Entries taken from a collection
-------------------------
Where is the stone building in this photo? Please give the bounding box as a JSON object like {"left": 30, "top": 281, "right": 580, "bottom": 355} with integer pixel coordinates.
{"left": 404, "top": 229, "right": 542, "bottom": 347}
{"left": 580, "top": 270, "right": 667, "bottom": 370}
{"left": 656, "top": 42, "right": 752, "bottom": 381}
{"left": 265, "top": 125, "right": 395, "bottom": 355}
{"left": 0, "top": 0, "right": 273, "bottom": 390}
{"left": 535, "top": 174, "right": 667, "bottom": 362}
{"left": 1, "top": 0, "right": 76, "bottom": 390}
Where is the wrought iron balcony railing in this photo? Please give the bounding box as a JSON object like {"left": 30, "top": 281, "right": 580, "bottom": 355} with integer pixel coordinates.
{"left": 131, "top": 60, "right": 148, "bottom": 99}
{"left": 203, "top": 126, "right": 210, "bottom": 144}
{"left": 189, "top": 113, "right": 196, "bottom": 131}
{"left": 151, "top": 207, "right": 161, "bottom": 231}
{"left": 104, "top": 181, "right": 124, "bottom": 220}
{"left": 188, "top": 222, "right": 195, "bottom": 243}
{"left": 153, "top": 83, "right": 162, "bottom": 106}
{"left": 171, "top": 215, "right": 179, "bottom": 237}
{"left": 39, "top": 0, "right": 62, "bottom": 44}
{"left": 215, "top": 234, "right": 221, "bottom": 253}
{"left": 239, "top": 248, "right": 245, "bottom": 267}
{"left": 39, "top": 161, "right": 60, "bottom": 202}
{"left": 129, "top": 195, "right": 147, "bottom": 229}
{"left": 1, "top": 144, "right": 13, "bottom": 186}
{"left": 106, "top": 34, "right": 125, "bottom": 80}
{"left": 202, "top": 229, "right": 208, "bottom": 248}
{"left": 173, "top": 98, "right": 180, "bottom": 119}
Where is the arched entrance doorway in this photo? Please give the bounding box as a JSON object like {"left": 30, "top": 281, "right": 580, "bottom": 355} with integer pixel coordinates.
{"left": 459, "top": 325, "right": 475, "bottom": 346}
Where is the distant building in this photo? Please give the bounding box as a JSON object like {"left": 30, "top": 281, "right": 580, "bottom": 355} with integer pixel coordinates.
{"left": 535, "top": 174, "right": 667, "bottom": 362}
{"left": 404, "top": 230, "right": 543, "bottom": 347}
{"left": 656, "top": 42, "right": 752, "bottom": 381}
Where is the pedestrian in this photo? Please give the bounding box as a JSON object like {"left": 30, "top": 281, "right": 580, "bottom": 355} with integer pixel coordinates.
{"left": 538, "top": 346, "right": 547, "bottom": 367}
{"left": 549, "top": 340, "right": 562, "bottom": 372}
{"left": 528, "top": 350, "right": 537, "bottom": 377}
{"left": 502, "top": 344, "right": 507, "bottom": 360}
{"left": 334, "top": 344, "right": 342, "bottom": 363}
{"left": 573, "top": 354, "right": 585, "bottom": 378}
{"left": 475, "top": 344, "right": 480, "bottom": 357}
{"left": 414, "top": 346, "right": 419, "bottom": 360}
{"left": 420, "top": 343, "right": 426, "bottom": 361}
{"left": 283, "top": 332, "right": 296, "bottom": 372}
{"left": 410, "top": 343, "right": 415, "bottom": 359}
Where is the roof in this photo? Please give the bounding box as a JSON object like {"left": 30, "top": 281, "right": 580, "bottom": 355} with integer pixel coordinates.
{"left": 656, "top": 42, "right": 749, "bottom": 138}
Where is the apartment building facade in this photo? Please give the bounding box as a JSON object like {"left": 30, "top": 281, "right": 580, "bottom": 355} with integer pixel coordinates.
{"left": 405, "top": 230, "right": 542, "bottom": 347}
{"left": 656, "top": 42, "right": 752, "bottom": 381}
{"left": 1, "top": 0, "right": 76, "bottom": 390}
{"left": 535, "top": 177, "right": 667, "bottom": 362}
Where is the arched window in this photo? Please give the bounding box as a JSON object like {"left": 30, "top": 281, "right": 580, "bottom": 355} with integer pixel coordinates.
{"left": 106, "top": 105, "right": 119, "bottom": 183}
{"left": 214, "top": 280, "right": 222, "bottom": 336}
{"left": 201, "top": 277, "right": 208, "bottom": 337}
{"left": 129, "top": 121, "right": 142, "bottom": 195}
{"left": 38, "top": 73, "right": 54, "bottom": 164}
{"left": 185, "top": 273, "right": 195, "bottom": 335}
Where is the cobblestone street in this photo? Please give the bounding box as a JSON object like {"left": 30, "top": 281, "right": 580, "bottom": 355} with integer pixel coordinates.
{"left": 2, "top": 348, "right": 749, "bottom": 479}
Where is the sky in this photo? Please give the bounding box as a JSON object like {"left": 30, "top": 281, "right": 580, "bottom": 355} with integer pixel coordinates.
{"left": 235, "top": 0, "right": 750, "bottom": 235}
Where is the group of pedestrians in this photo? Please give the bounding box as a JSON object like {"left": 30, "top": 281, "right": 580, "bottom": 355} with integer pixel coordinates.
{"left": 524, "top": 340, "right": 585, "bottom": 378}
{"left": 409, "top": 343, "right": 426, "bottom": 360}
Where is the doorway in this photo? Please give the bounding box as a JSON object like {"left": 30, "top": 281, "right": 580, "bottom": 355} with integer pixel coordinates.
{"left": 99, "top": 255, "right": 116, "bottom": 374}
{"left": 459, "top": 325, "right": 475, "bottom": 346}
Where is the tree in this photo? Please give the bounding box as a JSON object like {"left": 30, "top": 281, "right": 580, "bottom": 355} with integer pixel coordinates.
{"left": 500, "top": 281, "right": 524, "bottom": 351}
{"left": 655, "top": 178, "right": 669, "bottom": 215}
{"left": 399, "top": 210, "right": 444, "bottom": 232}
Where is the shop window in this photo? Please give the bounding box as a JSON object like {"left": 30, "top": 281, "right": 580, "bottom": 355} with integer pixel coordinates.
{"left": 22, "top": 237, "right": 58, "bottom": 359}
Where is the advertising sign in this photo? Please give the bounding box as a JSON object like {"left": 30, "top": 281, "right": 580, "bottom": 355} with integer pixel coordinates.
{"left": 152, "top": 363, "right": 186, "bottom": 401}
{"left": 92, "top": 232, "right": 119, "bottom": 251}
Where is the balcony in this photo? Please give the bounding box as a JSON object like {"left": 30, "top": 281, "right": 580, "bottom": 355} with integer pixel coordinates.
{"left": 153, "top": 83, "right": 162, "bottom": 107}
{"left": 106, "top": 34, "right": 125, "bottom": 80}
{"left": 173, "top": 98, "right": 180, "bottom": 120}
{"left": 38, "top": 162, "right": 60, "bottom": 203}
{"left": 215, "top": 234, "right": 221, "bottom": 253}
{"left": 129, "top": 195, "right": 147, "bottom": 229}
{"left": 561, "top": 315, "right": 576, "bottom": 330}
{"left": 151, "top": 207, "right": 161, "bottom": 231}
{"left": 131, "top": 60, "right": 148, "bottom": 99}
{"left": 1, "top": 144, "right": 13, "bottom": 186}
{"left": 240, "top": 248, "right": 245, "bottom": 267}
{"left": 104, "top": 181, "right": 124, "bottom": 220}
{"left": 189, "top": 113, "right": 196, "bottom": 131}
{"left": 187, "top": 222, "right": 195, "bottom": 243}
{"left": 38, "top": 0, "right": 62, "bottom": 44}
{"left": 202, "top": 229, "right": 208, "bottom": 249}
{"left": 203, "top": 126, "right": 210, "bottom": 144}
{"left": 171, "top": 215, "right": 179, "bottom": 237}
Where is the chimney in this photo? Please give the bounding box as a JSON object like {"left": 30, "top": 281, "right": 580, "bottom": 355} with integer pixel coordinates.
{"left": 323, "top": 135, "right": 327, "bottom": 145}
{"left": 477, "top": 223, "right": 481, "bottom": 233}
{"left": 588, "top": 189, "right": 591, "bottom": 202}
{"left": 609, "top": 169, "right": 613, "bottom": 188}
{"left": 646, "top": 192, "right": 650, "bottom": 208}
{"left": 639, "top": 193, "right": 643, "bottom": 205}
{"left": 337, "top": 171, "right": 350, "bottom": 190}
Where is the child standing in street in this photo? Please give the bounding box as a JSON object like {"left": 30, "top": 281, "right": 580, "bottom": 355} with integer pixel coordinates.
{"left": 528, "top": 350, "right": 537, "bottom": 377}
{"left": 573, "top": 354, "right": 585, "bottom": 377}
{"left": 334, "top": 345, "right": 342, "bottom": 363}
-------------------------
WHAT IS EXPECTED
Output exactly, and only, the lines running from the one that contains "Where is the chimney" through the last line of the entries above.

OUTPUT OF THE TASK
Where is the chimney in this photo? Please give the bounding box as a JSON object like {"left": 30, "top": 281, "right": 580, "bottom": 355} with integer pixel coordinates.
{"left": 323, "top": 135, "right": 327, "bottom": 145}
{"left": 477, "top": 223, "right": 481, "bottom": 233}
{"left": 588, "top": 189, "right": 591, "bottom": 202}
{"left": 609, "top": 169, "right": 613, "bottom": 188}
{"left": 646, "top": 192, "right": 650, "bottom": 208}
{"left": 639, "top": 193, "right": 643, "bottom": 205}
{"left": 337, "top": 171, "right": 350, "bottom": 190}
Where is the child standing in street in this photo? Please give the bounding box as a JSON object like {"left": 30, "top": 281, "right": 580, "bottom": 355} with integer pixel coordinates.
{"left": 528, "top": 350, "right": 537, "bottom": 377}
{"left": 573, "top": 354, "right": 585, "bottom": 377}
{"left": 334, "top": 345, "right": 342, "bottom": 363}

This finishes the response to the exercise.